> **What is required**
Can you copy out the rows from the start through the line that contains "[572,146,636,210]", both ends included and requests kept as they are, but with every bounding-box coordinate in the answers scaled by 1.65 and rounded to a whole number, halves going up? Leave out the pictures.

(Saved data entries)
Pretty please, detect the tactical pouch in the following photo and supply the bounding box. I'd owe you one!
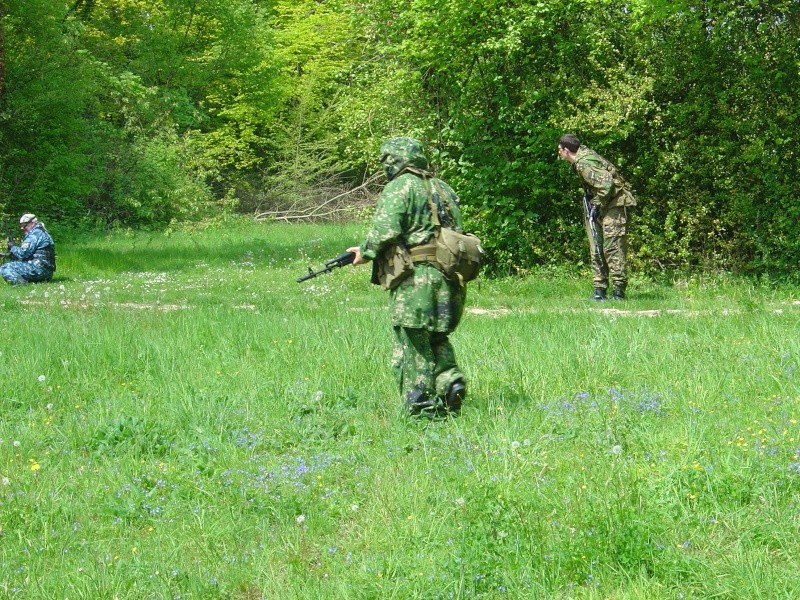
[422,180,486,285]
[436,227,484,285]
[373,244,414,290]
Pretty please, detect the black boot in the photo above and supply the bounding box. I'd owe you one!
[445,379,467,413]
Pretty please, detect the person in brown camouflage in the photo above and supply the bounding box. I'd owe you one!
[348,137,466,416]
[558,133,636,300]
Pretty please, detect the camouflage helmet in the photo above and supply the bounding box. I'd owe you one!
[381,137,428,181]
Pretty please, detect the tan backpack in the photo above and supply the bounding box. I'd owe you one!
[411,178,486,285]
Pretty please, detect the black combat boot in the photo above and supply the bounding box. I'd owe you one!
[406,387,436,417]
[445,379,467,413]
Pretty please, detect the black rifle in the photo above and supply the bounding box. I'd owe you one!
[583,192,603,264]
[297,252,356,283]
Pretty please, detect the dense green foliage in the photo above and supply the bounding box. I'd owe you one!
[0,0,800,277]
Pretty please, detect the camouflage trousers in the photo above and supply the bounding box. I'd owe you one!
[392,326,466,401]
[586,206,630,290]
[0,260,53,285]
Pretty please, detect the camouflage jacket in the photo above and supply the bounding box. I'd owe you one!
[9,223,56,273]
[360,138,466,332]
[572,146,636,210]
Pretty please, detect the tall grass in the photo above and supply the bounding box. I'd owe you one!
[0,223,800,600]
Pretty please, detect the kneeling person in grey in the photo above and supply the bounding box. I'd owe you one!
[0,213,56,285]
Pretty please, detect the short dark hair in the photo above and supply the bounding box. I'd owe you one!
[558,133,581,152]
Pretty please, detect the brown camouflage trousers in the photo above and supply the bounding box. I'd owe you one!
[585,206,631,289]
[392,326,466,400]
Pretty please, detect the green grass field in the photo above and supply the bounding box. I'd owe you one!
[0,221,800,600]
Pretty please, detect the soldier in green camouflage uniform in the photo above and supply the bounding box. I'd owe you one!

> **The reply**
Pretty please, detect the tactical pouch in the following photo and supply the bounding box. I'd owe you one!
[696,297,802,470]
[719,375,799,470]
[615,403,683,479]
Pretty please, detect the black boot in the photo above and supply the bounding box. I'd owe you one!
[734,625,771,681]
Pretty please, detect the person in brown camouflage in the photo above and supply the bounding box. I'd owe you one!
[574,226,769,686]
[921,219,1049,495]
Pretty please, detect the camouflage helmet in the photo above and supply the bounding box. I'd owe you one!
[629,226,706,299]
Pretty please, detect the tan backpack in the photo above and supply the bounding box. I'd owe you one!
[678,294,802,470]
Pretty please, detect the black combat boot in the photo above and supply the bounding box. I'd owe you one!
[670,639,719,688]
[734,625,771,681]
Pretty please, detect the black rifle in the photo above and supply the bounding box. I'd owe you one!
[962,317,995,436]
[490,416,587,467]
Pretty please, detect the dense green foliage in the photo above and supply the bounding box. I'd owe you one!
[0,0,1320,457]
Pretty please, detect the camouflage trousers in the photo above and supply the bounding box. I'd owe you one!
[647,538,769,662]
[967,340,1040,479]
[0,429,87,470]
Pretty please, detect the camouflage jacket in the photo above and supply the bounding box. I'd owe you one!
[15,368,92,450]
[594,228,769,548]
[944,241,1049,347]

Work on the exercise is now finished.